Exercise requirements ▸
Please pull out every line in the records below that contains the word "fire".

[Source records]

- - -

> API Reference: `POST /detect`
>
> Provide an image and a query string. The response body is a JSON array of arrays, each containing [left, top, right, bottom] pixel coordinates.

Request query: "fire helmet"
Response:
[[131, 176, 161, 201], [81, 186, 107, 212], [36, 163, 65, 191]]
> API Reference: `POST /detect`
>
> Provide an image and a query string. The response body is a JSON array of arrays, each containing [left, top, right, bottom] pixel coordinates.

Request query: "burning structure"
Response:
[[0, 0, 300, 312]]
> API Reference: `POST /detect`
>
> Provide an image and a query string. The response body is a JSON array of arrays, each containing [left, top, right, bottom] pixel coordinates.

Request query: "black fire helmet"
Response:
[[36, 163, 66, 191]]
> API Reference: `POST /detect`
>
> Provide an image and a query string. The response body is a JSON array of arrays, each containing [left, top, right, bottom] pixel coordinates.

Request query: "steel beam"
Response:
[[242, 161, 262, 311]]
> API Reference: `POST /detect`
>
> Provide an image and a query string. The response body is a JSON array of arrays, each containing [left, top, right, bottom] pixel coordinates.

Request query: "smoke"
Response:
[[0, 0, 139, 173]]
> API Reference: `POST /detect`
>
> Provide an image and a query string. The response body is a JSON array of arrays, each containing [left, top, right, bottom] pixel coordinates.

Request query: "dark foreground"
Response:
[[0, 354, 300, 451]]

- - -

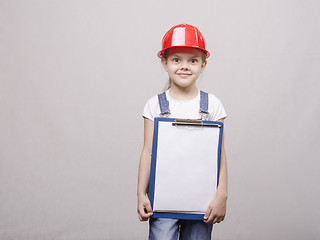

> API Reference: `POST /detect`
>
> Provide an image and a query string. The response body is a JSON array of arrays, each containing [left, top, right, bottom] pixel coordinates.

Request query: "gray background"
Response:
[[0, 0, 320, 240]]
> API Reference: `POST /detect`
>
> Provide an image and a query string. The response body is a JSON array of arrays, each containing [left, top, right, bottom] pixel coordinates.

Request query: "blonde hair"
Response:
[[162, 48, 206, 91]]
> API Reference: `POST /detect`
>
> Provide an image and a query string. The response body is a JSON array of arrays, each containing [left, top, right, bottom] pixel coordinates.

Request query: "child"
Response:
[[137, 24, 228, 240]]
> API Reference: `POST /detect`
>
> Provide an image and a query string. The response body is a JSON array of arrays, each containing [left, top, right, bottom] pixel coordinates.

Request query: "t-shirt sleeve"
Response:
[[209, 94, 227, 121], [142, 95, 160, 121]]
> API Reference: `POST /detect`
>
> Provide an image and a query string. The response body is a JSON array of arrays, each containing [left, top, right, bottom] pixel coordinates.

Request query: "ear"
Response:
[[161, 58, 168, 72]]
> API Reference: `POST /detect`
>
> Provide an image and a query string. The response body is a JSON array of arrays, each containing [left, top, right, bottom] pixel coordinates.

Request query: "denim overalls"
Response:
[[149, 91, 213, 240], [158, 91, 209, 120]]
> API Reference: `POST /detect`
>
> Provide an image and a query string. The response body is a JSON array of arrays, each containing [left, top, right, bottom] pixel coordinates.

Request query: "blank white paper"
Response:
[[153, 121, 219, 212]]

- - -

Answer to this problem ▸
Request query: "fire helmet"
Request query: "black fire helmet"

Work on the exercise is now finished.